**What you have to do**:
Restate word for word the entries below, starting with the line with "A single point marks each instance of the clubhouse" and continuing through the line with "A single point marks each instance of the swimming". Include both of those lines and no others.

**Provided data**:
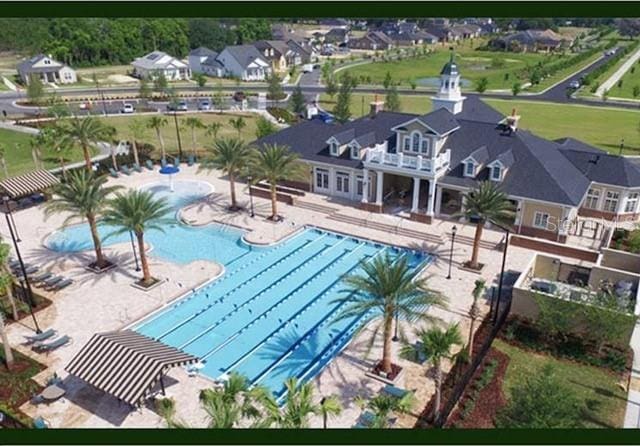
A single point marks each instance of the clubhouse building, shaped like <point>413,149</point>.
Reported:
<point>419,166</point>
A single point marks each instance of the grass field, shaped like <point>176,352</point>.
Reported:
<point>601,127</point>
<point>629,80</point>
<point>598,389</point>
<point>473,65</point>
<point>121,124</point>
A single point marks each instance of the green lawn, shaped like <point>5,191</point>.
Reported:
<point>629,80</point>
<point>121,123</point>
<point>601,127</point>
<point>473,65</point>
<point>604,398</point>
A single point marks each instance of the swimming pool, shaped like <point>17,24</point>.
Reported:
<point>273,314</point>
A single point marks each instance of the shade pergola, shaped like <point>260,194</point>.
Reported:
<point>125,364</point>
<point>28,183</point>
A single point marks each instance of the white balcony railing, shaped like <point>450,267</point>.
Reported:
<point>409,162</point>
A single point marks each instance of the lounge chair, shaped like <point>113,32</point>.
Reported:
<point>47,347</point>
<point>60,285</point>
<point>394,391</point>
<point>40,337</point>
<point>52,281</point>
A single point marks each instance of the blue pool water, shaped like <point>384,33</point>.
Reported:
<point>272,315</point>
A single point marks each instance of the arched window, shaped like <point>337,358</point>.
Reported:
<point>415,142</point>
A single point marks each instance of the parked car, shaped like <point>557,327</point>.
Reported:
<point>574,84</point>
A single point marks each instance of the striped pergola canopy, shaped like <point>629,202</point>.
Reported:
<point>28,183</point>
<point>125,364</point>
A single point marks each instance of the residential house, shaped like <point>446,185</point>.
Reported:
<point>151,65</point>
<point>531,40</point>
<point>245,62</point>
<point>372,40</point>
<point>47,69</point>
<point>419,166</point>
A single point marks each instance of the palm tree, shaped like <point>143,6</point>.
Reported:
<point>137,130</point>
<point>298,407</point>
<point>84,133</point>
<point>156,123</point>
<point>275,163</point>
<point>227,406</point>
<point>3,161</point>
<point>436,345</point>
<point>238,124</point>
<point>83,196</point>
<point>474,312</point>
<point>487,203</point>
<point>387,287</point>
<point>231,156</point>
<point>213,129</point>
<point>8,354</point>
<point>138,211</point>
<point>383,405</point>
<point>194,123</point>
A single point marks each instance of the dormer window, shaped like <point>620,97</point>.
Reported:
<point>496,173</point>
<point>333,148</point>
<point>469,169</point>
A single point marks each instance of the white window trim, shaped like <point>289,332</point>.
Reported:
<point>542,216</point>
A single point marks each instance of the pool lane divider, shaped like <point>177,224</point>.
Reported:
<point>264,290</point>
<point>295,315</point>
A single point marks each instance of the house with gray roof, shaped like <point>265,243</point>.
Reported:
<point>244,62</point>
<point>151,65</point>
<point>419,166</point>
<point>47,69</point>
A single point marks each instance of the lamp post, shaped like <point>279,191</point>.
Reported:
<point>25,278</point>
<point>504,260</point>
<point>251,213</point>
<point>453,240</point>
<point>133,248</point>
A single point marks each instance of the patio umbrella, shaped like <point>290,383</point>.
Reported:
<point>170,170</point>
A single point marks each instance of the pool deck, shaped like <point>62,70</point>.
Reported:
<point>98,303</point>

--

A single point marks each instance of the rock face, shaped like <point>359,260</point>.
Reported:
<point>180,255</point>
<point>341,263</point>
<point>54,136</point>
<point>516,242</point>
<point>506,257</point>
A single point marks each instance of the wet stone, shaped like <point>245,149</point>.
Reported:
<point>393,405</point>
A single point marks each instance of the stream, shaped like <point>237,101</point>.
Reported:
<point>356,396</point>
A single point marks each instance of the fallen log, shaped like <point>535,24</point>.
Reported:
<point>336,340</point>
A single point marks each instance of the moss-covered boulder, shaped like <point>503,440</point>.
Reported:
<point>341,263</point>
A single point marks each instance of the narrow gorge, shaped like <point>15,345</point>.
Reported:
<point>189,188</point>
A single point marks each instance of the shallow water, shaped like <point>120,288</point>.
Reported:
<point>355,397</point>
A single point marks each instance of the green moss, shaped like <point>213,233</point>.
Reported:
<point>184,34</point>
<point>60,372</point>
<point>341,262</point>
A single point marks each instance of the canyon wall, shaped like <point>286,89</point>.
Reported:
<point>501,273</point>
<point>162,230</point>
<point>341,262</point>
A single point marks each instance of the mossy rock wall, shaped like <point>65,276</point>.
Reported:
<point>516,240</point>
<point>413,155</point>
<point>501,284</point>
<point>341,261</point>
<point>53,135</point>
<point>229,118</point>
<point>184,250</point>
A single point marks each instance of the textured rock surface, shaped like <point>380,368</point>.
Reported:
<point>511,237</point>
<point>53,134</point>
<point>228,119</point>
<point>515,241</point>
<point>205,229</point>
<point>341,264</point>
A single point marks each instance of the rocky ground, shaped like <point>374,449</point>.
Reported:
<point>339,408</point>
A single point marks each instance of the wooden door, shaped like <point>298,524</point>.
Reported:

==

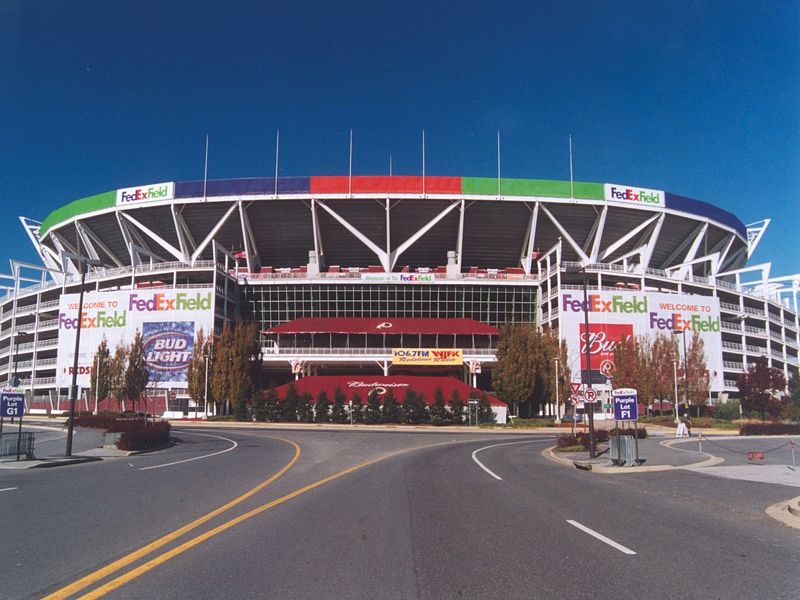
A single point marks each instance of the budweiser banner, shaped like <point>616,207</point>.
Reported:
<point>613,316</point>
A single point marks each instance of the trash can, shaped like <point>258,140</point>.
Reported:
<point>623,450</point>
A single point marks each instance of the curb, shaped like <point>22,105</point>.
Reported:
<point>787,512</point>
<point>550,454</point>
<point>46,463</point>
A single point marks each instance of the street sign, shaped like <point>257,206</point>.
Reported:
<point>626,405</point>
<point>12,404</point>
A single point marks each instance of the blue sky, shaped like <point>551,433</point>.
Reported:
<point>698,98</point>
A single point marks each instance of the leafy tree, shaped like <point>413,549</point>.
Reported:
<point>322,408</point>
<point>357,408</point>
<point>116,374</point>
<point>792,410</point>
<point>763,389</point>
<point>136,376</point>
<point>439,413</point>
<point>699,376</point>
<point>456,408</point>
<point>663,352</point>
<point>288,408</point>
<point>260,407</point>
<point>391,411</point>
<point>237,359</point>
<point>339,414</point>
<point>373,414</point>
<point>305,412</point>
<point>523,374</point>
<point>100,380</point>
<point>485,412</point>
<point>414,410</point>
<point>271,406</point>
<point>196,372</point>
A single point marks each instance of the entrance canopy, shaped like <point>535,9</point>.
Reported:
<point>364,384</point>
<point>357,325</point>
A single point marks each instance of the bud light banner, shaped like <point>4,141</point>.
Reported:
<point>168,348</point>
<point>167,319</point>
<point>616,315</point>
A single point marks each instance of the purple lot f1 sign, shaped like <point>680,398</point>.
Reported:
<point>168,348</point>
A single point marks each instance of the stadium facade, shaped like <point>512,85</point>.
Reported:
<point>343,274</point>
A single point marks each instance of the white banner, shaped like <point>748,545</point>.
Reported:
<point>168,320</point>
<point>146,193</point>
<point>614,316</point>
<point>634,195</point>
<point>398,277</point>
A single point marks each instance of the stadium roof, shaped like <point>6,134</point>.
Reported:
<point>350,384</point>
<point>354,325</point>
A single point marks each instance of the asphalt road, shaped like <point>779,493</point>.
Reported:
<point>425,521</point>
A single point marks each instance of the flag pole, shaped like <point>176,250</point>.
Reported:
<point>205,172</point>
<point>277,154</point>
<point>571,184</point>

**Answer for the task**:
A single point marks each instance of the clubhouse building, shaped like <point>413,149</point>.
Reported:
<point>419,166</point>
A single point marks each instance of the grass field, shaped like <point>176,352</point>.
Reported:
<point>601,127</point>
<point>629,80</point>
<point>598,389</point>
<point>473,65</point>
<point>121,124</point>
A single point marks each instance of the green lawn, shaped like <point>5,191</point>.
Reported:
<point>629,80</point>
<point>121,123</point>
<point>601,127</point>
<point>473,65</point>
<point>604,398</point>
A single point marks each instance of the swimming pool, shaped like <point>17,24</point>.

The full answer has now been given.